Passage extrait:
--
Juif polonais né en 1924, Paul-Samuel Auszenkier est arrivé avec sa famille à Paris en 1934. Mais peu à peu cette famille éclate : des sœurs en Palestine, son frère prisonnier, une autre sœur déportée à Auschwitz, pendant que lui-même gagne la zone libre avant d’être emprisonné plusieurs mois en Espagne. Il s’engage dans la 2e division blindée avec laquelle il effectue le débarquement d’août 1944 et la libération de Paris. Il participe à la traque des nazis avec les services secrets américains ; vit dix ans à Paris où il rencontre de nombreuses personnalités ; part rejoindre sa mère et ses sœurs dans le tout jeune État d’Israël ; revient en France quelques années plus tard, marié et père de famille.

Un parcours à la fois rocambolesque et tragique, au cours duquel il se dit en lisant l’Evangile: « J’ai deux mille ans de retard ». Il est aujourd’hui le modérateur d’une association créée par le card. Lustiger, pour contribuer à une meilleure connaissance et reconnaissance mutuelle entre juifs et chrétiens.

« Faire mémoire »

« Un nouveau livre sur la vie d’un ami des qehilot »
--
Données fournies:
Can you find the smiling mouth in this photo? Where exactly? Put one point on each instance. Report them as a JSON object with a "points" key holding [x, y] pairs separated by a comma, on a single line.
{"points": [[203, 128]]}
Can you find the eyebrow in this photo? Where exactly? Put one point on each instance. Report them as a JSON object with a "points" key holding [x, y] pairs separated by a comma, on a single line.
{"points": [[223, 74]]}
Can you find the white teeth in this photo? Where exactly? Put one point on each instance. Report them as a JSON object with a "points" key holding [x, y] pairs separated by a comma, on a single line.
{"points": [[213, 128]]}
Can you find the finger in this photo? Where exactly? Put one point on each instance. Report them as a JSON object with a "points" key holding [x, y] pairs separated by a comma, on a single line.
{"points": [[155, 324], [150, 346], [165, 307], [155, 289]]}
--
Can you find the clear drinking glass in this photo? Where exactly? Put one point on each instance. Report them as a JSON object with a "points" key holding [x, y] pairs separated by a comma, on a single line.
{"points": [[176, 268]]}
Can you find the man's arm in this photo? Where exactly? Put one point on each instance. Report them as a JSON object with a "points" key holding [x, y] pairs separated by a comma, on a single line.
--
Travail demandé:
[a] Réécrivez sous forme de liste le paragraphe de l'extrait qui commence par « Juif polonais né en 1924 », en gardant ses faits principaux.
[b] Renvoyez chaque ligne des entrées qui contient le mot « clear ».
Les entrées n'ont aucun lien avec l'extrait.

Réponses dans l'ordre:
[a]
- Juif polonais né en 1924, arrivé à Paris avec sa famille en 1934.
- Famille dispersée : des sœurs en Palestine, un frère prisonnier, une autre sœur déportée à Auschwitz.
- Passage en zone libre, puis plusieurs mois de prison en Espagne.
- Engagement dans la 2e division blindée : débarquement d'août 1944 et libération de Paris.
- Traque des nazis avec les services secrets américains.
- Dix ans à Paris, où il rencontre de nombreuses personnalités.
- Départ pour le jeune État d'Israël afin de rejoindre sa mère et ses sœurs.
- Retour en France quelques années plus tard, marié et père de famille.

[b]
Can you find the clear drinking glass in this photo? Where exactly? Put one point on each instance. Report them as a JSON object with a "points" key holding [x, y] pairs separated by a comma, on a single line.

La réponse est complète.